*PROBLEM DETAILS:*
Based on the entries below, how many lines contain the word "sleeve"? Respond with only the number.

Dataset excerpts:
=======

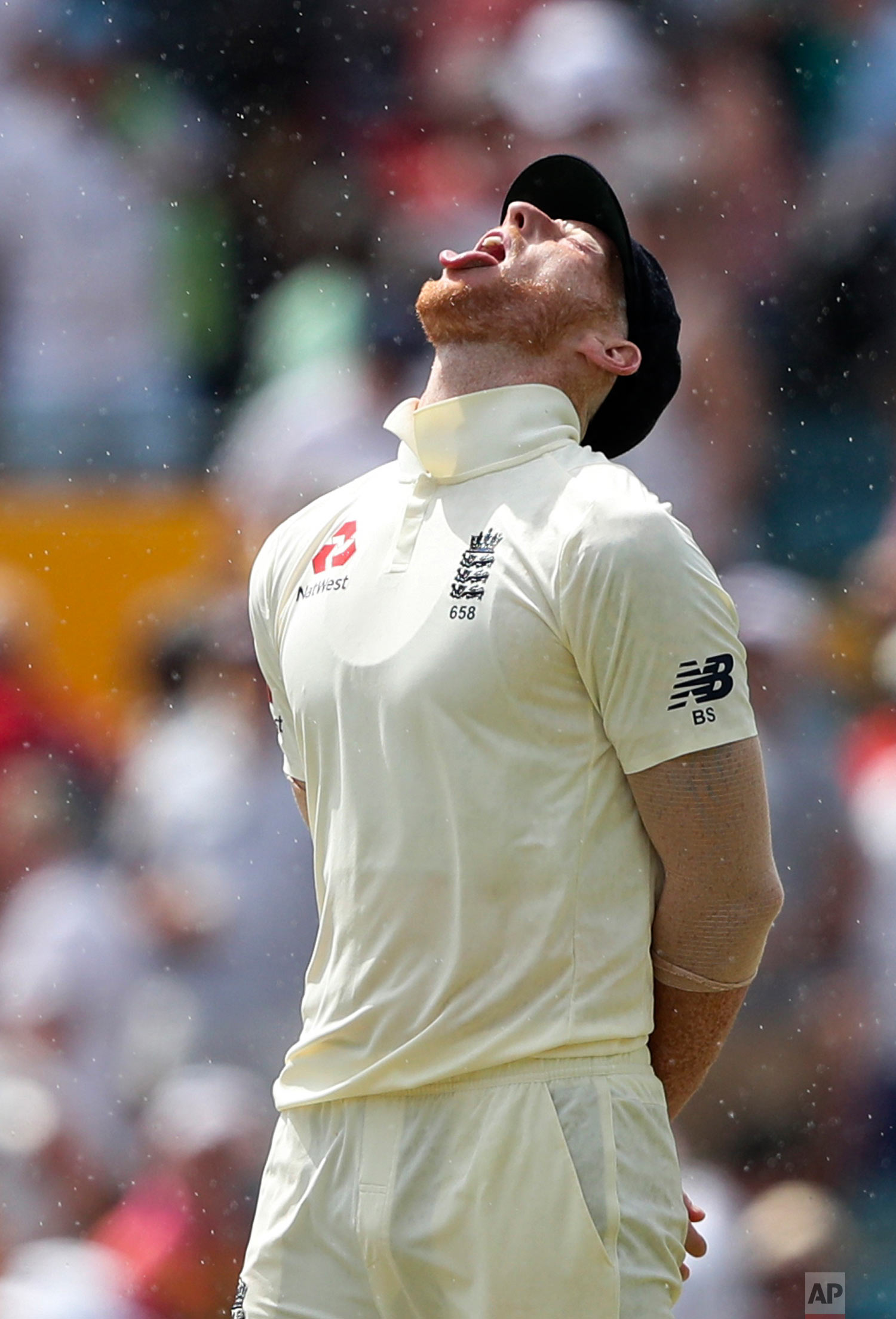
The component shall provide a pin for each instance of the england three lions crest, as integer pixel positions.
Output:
(475, 566)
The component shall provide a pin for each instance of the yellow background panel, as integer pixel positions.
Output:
(100, 568)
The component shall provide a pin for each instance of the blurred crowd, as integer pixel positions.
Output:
(214, 222)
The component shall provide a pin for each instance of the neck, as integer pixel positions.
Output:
(464, 368)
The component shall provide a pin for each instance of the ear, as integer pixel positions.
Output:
(610, 353)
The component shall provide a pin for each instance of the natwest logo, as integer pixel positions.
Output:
(343, 543)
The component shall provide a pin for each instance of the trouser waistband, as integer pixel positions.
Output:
(543, 1069)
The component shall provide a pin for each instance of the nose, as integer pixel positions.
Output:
(533, 224)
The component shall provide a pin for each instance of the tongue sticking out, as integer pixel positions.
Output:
(467, 260)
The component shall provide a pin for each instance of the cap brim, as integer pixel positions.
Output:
(567, 188)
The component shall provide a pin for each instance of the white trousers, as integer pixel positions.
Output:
(542, 1190)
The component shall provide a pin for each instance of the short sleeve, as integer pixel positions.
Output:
(263, 614)
(655, 640)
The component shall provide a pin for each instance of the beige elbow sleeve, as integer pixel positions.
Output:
(711, 937)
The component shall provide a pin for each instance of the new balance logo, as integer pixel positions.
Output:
(711, 683)
(475, 566)
(238, 1311)
(343, 543)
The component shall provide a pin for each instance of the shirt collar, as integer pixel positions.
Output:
(478, 433)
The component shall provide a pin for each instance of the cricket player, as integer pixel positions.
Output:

=======

*RESPONSE TO THE TASK:*
2